L'entrée du port 1L'entrée du port

 

 

Au début du XVIe siècle, les bateaux de pêche qui trouvaient refuge dans cette branche de la crique qui donnera naissance à l’avant-port du Havre y accédaient par un chenal situé à l’est, non loin de la fosse de Leure. La mission confiée à l’amiral du Chillou consistait donc à fermer la passe d’origine et à ouvrir un passage dans le perrey qui fermait la crique à l’ouest, créant ainsi un accès direct à la mer, suffisamment large pour permettre le passage des plus grands navires de l’époque. Au sud, les accumulations de sable, d’alluvions et de galets avaient formé un long perrey qui tiendrait lieu, du moins le temps que fussent réalisés les travaux, de digue naturelle.

Le bassin du Roi 1

Les travaux furent entrepris dès le mois d’avril 1517. Ce ne fut pas chose aisée, car les éboulements fréquents dus à l’inconsistance des sols, accentués sans cesse par le travail de sape des marées, étaient un frein permanent à l’avancement des travaux. « Munis de simples pelles et de pioches pour creuser, d'écopes pour puiser l'eau, de brouettes et de civières pour les transports, les travailleurs des environs amenés par corvée et les pionniers bretons se heurtent à d'énormes difficultés. On ne peut rencontrer le terrain solide qu'à une grande profondeur, la moindre tranchée doit être étayée, le sol n'ayant aucune consistance. », relève Jean Legoy dans « Les Havrais et la mer1 ».

Néanmoins, même si la nature du terrain et les intempéries ont terriblement contrarié le bon déroulement du chantier, celui-ci était suffisamment avancé pour qu’en 1520 il fût possible d’y faire entrer la grande nef royale « L’Hermine ».

Entrées pour l'annotation par boîtes englobantes:
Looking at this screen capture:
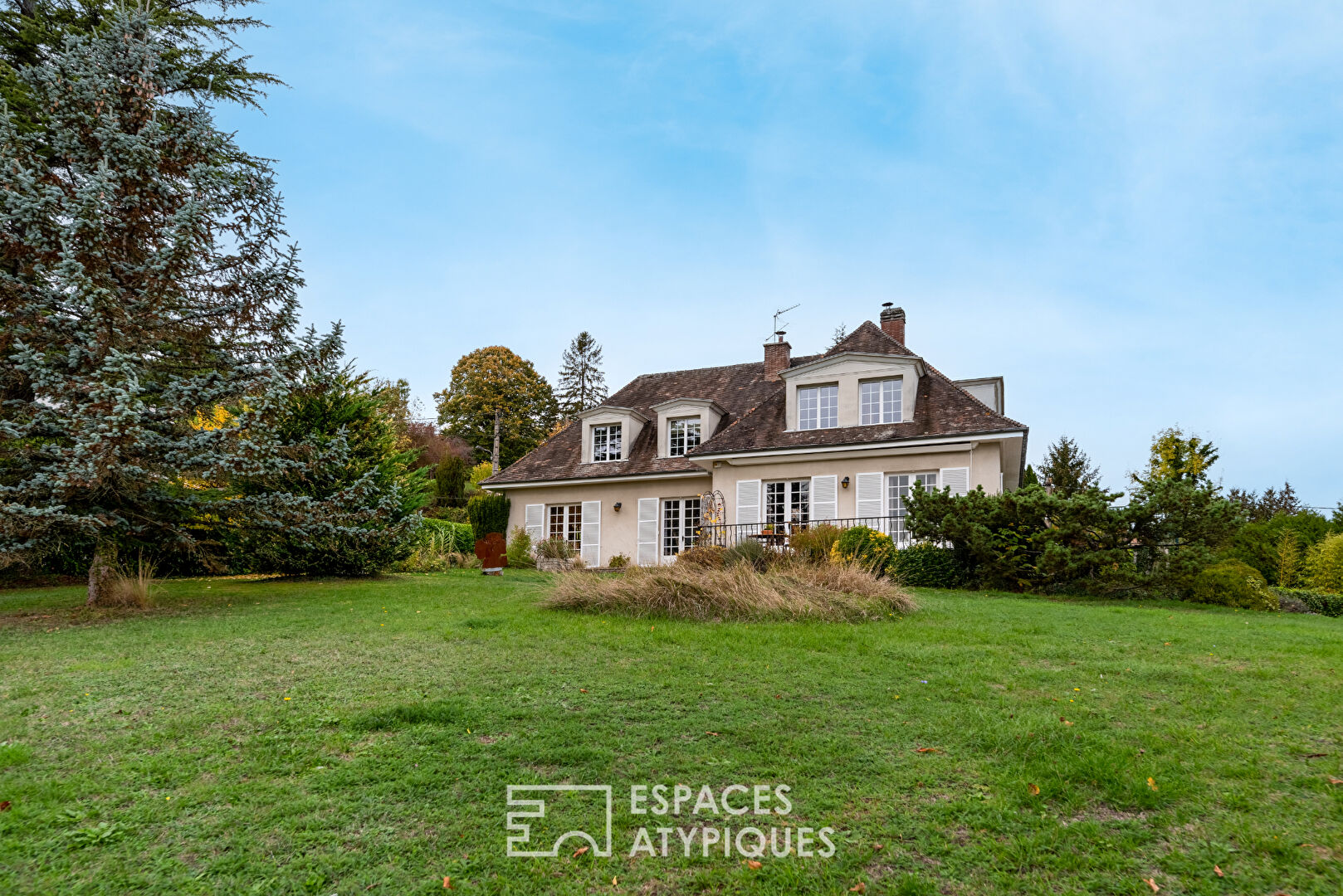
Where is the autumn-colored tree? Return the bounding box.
[434,345,557,471]
[1134,426,1218,484]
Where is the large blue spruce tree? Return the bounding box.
[0,13,418,603]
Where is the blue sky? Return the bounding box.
[220,0,1343,505]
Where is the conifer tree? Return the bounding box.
[554,330,607,421]
[0,12,399,603]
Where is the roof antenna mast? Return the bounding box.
[767,302,802,343]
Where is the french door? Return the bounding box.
[662,499,700,558]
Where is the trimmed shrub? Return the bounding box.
[1306,533,1343,594]
[1191,560,1277,610]
[541,556,916,622]
[789,523,839,562]
[887,542,965,588]
[466,492,510,538]
[422,517,476,553]
[506,525,534,570]
[830,525,896,577]
[1273,588,1343,616]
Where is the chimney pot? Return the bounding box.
[764,330,793,380]
[881,302,906,345]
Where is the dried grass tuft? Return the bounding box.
[100,558,154,610]
[541,560,916,622]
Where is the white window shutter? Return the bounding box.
[857,473,886,525]
[522,504,545,545]
[583,501,602,567]
[637,499,658,567]
[737,480,760,525]
[811,475,839,520]
[937,466,969,494]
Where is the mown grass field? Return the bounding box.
[0,571,1343,896]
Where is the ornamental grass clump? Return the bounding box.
[541,558,916,622]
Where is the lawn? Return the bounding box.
[0,571,1343,896]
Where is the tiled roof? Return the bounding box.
[486,354,819,484]
[486,321,1026,485]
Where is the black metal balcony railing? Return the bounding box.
[698,516,911,548]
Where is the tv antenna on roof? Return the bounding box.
[774,302,802,341]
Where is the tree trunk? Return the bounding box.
[85,542,117,607]
[491,411,504,475]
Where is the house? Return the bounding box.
[483,302,1028,566]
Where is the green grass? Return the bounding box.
[0,572,1343,896]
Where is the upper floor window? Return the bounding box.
[593,423,621,464]
[667,416,700,457]
[798,386,839,430]
[858,377,901,426]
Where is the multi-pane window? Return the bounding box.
[886,473,937,544]
[858,377,900,426]
[764,480,811,525]
[662,499,700,558]
[593,423,621,462]
[798,386,839,430]
[545,504,583,551]
[667,416,700,457]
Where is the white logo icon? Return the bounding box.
[508,785,611,859]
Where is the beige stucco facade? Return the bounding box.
[496,434,1022,566]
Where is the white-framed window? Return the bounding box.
[667,416,700,457]
[662,499,700,558]
[798,386,839,430]
[545,504,583,551]
[593,423,621,464]
[858,377,901,426]
[764,480,811,525]
[886,473,937,544]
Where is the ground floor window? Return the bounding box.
[764,480,811,525]
[662,499,700,558]
[545,504,583,551]
[886,473,937,544]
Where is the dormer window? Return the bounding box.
[858,377,901,426]
[593,423,621,464]
[798,386,839,430]
[667,416,700,457]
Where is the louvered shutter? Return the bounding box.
[937,466,969,494]
[811,475,839,520]
[522,504,545,545]
[857,473,886,528]
[583,501,602,567]
[737,480,760,525]
[637,499,658,567]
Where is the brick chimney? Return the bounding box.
[764,330,793,380]
[881,302,906,345]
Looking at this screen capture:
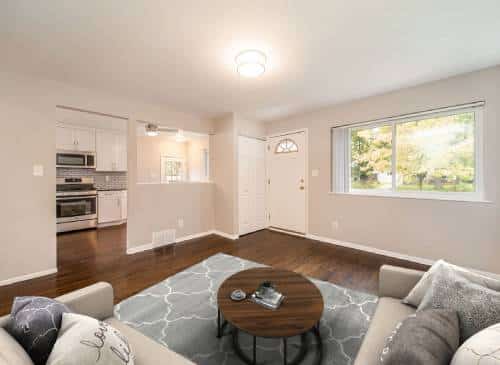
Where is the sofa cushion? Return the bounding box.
[418,269,500,342]
[0,328,33,365]
[403,260,500,307]
[354,297,415,365]
[47,313,134,365]
[451,323,500,365]
[5,297,71,365]
[380,309,460,365]
[105,317,194,365]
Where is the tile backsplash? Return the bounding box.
[57,168,127,190]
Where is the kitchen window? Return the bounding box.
[161,156,185,184]
[332,103,483,200]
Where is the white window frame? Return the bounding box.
[331,102,485,202]
[160,156,186,184]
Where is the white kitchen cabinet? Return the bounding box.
[121,190,128,220]
[97,191,127,224]
[56,124,95,152]
[96,129,127,171]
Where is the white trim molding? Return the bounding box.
[306,234,434,265]
[267,226,309,238]
[304,232,500,280]
[212,229,240,241]
[0,267,57,286]
[127,230,239,255]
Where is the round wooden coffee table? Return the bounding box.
[217,267,323,365]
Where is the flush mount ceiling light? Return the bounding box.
[142,122,177,137]
[235,50,267,77]
[146,123,160,137]
[175,129,186,143]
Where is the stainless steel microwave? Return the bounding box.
[56,151,96,169]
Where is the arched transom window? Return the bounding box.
[274,138,299,153]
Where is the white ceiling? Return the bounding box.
[0,0,500,120]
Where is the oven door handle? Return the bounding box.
[56,195,97,201]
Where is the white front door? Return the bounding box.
[267,132,307,234]
[238,136,267,235]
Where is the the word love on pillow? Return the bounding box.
[80,322,131,364]
[47,314,134,365]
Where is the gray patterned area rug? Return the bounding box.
[115,254,377,365]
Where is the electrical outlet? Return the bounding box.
[153,229,175,247]
[33,165,43,177]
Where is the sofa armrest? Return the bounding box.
[56,282,114,320]
[378,265,424,299]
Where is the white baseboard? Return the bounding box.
[0,268,57,286]
[306,234,435,265]
[175,231,213,243]
[212,229,240,241]
[127,230,238,255]
[127,243,153,255]
[306,234,500,280]
[266,227,308,238]
[97,219,127,228]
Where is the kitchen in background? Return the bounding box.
[56,108,127,233]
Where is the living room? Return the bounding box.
[0,0,500,365]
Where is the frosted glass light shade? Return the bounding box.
[235,50,267,77]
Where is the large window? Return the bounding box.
[332,104,482,200]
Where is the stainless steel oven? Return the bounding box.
[56,177,97,232]
[56,151,96,169]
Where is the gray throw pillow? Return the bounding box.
[403,260,500,307]
[380,309,460,365]
[6,297,71,365]
[418,264,500,342]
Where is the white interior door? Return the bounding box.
[267,132,307,234]
[238,136,266,235]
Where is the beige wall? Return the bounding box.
[268,67,500,273]
[0,72,213,282]
[210,114,238,235]
[0,74,56,281]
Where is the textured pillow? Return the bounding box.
[0,328,33,365]
[6,297,71,365]
[380,309,460,365]
[403,260,500,307]
[418,269,500,342]
[47,313,133,365]
[451,323,500,365]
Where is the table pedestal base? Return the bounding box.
[217,317,323,365]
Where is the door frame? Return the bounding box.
[266,128,309,237]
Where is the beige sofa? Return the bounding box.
[354,265,424,365]
[0,265,423,365]
[0,283,193,365]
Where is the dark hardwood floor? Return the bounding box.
[0,225,426,314]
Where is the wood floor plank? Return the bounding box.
[0,225,427,314]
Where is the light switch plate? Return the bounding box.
[33,165,43,176]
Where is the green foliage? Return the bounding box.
[351,113,475,192]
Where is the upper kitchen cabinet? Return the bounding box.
[96,129,127,171]
[56,124,96,152]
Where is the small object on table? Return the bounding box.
[231,289,247,302]
[250,281,285,310]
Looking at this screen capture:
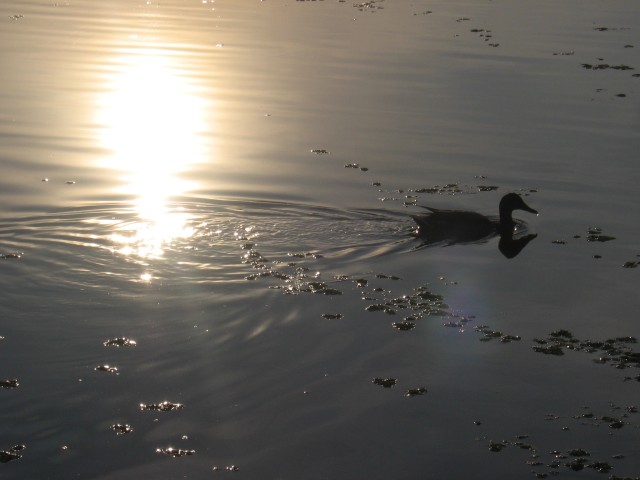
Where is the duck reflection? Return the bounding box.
[412,193,538,258]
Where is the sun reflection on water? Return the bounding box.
[98,49,206,258]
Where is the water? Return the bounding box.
[0,0,640,479]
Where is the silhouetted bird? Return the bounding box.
[412,193,538,258]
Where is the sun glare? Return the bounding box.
[99,49,205,257]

● Votre objectif:
Renvoyez sans aucune modification le passage du texte sur le port du Havre qui va de "Au début du" à "de digue naturelle.". Les lignes n'interviennent pas dans cet exercice.

● Réponse attendue:
Au début du XVIe siècle, les bateaux de pêche qui trouvaient refuge dans cette branche de la crique qui donnera naissance à l’avant-port du Havre y accédaient par un chenal situé à l’est, non loin de la fosse de Leure. La mission confiée à l’amiral du Chillou consistait donc à fermer la passe d’origine et à ouvrir un passage dans le perrey qui fermait la crique à l’ouest, créant ainsi un accès direct à la mer, suffisamment large pour permettre le passage des plus grands navires de l’époque. Au sud, les accumulations de sable, d’alluvions et de galets avaient formé un long perrey qui tiendrait lieu, du moins le temps que fussent réalisés les travaux, de digue naturelle.